___ Exercise data
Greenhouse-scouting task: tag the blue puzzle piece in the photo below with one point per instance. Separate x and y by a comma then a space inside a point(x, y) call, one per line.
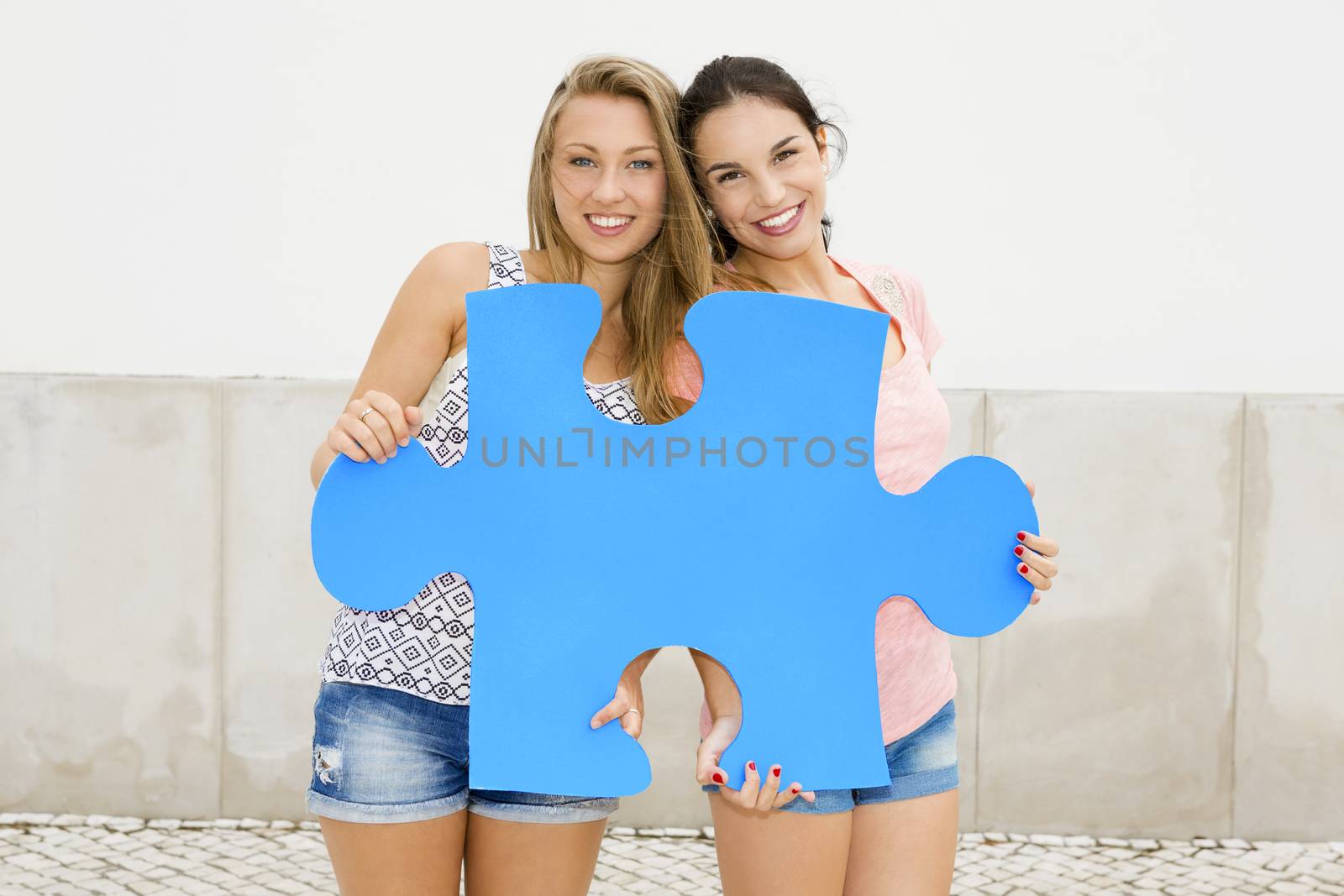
point(595, 540)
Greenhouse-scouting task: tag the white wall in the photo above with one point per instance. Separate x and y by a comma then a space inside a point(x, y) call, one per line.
point(1099, 196)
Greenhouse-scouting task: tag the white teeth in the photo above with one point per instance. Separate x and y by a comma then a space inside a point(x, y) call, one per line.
point(783, 217)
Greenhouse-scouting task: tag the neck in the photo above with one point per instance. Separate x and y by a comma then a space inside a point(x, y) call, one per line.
point(806, 273)
point(609, 280)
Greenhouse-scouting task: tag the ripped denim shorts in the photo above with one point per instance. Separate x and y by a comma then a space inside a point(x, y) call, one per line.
point(385, 755)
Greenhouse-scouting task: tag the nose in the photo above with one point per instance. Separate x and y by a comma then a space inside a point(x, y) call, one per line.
point(609, 190)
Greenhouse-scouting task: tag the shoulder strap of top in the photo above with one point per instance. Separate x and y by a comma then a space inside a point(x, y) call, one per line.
point(880, 284)
point(506, 266)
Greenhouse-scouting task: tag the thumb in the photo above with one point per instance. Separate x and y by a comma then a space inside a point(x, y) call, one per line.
point(632, 723)
point(606, 714)
point(414, 418)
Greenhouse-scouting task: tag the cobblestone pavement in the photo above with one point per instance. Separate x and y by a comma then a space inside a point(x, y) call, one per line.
point(42, 853)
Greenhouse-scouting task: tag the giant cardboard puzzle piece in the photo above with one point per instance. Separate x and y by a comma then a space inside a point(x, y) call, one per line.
point(753, 528)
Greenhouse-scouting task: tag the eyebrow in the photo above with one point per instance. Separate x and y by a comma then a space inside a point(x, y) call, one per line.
point(737, 164)
point(596, 150)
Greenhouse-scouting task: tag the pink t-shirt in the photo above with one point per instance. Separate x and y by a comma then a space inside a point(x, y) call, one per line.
point(914, 658)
______
_To be done:_ Arrange all of the records above as a two-column CSV with the columns "prompt" and "answer", one row per record. Put each record's text and its answer in a single quoted field apiece, replace line breaks with spaces, and leave out the pictures.

_Completed exercise:_
prompt,answer
"Greenhouse-scouting task: tag the blue puzzle piece in the photo below with one point per instance. Separate x and y by a comma then a space inside a point(x, y) call, one per line.","point(595, 540)"
"Greenhouse-scouting task: tag the white wall in the photo above with one point per instance. Separate x and y by a comma then a space inside a point(x, y) call, one per line.","point(1099, 196)"
"Greenhouse-scouting task: tag the white teeth in the photo above with one point per instance. Separate x and y by a comma then a space inside a point(x, y) call, one per line.","point(783, 217)"
"Greenhouse-scouting task: tag the neck in the photo above with one point per instance. Separate x and y by a comma then a space inside a point(x, y) call, one per line.","point(806, 273) point(609, 280)"
"Greenhouse-scouting task: tag the ripped denim shorts in the photo above with one point per instance. Separate x and y by a comma then a space inside a point(x, y) call, one per line.","point(385, 755)"
"Greenhouse-scouting task: tag the nose in the photo above with one point per instance. Separate x and y by a comma then a space inside a point(x, y) call, one per line.","point(609, 190)"
"Greenhouse-scouting task: tag the shoulder strap of top in the photo above with one point per instance. Separate x and y by a comma then a space inside a point(x, y) call, one per line.","point(880, 284) point(506, 266)"
"Greenhouse-scouting task: tag the thumb in the photo above with one point per instance. Separate x and y by a comma then a space inside a point(x, y) call, one per line.","point(632, 723) point(606, 714) point(414, 418)"
"Greenhouse-scouting task: tag the cobblestone pavement in the photo above with one point per instance. Separate x and y by a comma then a space inside a point(x, y) call, one per line.","point(42, 853)"
"Greenhouse-scouting task: tag the giant cardboard puzzle piece in the photo above with one point per instance. Separate x and y by a comma then a space inside a point(x, y) call, one per line.","point(753, 528)"
"Greenhouse-scouting task: tag the eyebrow in the photo above with one point per instance. Separate x and y by a comma then a space inside a point(x, y) call, one per line.","point(737, 164) point(596, 150)"
"Greenhouse-scouting task: tag the pink t-shirt in the photo above with one point per instance. Separate x and y by a comma then a space inside a point(x, y) call, one per line.","point(914, 658)"